Palavras-chave: Literatura. Educação. Ética.

 

1.    INTRODUÇÃO

Iniciemos com três afirmações:

a)   A busca pelo aprimoramento ético acompanha a humanidade, manifestada em diversos esforços filosóficos, religiosos, políticos e artísticos;

b)   A educação, mais do que uma forma de transmissão de conteúdos, é - ainda que não exclusivamente - socialmente responsável pela qualidade do comportamento das novas gerações de cidadãos, ou seja, pelo seu aprimoramento ético;

c)   A literatura é parte fundamental dos processos educativos humanos, escolares ou não.

 

Posto isso, principiemos nossa investigação do seguinte questionamento: de que modo a literatura pode contribuir para a formação ética por meio do estímulo à imaginação e à atenção?

O presente estudo busca, portanto, traçar conexões entre o desenvolvimento do ser humano leitor – ou, em outras palavras, do contato profundo com a literatura – e o desenvolvimento ético das personalidades pessoais.

Tal articulação parte da hipótese de que a literatura não se limita a ser mera fonte de entretenimento, mas constitui uma via privilegiada de formação da sensibilidade, da atenção e da imaginação, dimensões fundamentais para o bom exercício de nossas habilidades éticas.

Em suma, este trabalho, de natureza teórica, busca refletir sobre como a literatura, ao estimular a imaginação e a atenção, contribui para a formação ética do ser humano. O objetivo é destacar a relevância da formação literária como eixo de processos educativos que pretendam não apenas transmitir conhecimentos, mas também promover modos de existência mais conscientes, justos e respeitosos.

— SOLICITAÇÃO 1 —
Liste todas as linhas da listagem abaixo que contêm a palavra "tent".

(Excertos do conjunto de dados de apontamento)
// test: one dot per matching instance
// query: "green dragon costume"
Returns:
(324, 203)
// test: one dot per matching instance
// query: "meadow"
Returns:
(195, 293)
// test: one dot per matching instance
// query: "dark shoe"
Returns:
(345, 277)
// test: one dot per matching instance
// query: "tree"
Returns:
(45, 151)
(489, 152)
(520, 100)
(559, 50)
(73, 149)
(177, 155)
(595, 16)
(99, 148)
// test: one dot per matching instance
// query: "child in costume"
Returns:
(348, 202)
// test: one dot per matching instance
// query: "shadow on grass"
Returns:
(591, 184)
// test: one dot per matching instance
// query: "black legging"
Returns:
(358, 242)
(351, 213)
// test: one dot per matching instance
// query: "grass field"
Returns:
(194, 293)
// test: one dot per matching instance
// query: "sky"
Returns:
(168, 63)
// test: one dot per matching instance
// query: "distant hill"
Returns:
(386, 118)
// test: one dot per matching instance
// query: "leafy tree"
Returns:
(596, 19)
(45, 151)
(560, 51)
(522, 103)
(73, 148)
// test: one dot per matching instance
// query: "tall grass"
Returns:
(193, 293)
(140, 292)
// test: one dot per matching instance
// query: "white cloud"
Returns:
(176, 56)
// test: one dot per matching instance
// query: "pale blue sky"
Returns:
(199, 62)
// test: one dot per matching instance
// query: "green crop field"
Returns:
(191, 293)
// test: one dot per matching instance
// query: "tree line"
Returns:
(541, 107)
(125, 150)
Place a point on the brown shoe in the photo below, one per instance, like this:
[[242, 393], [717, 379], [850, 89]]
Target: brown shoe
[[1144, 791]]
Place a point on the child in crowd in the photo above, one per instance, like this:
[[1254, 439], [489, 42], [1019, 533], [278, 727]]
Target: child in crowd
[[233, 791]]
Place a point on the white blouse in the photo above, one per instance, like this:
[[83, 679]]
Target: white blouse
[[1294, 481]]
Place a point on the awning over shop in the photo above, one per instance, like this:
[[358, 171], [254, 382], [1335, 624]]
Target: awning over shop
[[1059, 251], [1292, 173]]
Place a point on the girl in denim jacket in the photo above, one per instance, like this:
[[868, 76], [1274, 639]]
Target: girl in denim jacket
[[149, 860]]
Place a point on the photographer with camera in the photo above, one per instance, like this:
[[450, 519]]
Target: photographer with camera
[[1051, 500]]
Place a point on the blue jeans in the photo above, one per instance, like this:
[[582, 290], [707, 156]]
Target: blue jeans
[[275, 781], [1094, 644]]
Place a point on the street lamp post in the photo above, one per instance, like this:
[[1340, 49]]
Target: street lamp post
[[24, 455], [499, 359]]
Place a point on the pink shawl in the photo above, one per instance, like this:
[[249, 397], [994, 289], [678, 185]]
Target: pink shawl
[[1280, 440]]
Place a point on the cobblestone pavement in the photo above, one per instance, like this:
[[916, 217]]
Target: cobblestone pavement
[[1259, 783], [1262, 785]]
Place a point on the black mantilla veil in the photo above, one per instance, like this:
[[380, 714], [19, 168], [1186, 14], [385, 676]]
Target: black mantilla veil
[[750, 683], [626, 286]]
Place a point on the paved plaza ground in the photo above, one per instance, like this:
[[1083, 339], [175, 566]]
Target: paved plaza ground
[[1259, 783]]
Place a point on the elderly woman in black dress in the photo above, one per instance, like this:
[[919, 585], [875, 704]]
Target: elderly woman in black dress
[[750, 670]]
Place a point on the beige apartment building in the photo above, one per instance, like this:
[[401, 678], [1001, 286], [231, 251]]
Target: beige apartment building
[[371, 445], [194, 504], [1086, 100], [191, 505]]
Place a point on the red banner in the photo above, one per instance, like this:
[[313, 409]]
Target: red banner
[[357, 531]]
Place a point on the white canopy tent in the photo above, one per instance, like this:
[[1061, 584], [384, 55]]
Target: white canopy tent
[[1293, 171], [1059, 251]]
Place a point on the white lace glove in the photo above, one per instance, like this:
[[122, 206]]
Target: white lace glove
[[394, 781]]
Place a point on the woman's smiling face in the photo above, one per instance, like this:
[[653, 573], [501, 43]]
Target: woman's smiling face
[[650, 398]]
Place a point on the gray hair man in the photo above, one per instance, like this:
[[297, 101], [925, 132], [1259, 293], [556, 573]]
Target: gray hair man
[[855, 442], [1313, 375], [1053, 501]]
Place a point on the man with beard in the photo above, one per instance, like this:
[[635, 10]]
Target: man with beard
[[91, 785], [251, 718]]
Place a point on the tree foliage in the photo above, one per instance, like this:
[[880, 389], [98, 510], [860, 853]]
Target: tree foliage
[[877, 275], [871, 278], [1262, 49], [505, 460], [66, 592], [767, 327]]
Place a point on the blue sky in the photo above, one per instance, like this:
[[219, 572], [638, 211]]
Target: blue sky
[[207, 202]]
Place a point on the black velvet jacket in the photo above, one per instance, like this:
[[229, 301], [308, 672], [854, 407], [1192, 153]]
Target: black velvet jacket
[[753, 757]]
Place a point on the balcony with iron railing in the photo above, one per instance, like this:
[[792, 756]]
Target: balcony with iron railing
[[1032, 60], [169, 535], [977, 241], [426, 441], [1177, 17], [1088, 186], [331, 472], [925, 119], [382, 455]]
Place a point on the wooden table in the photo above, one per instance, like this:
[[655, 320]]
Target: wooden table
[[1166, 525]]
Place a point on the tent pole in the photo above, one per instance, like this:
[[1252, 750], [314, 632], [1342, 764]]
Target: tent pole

— SOLICITAÇÃO 2 —
De acordo com o trecho sobre literatura e ética, qual é a natureza do trabalho apresentado?

— RESPOSTA COMPLETA 1 —
Place a point on the white canopy tent in the photo above, one per instance, like this:
Target: white canopy tent
Place a point on the tent pole in the photo above, one per instance, like this:
Target: tent pole

— RESPOSTA COMPLETA 2 —
É um trabalho de natureza teórica.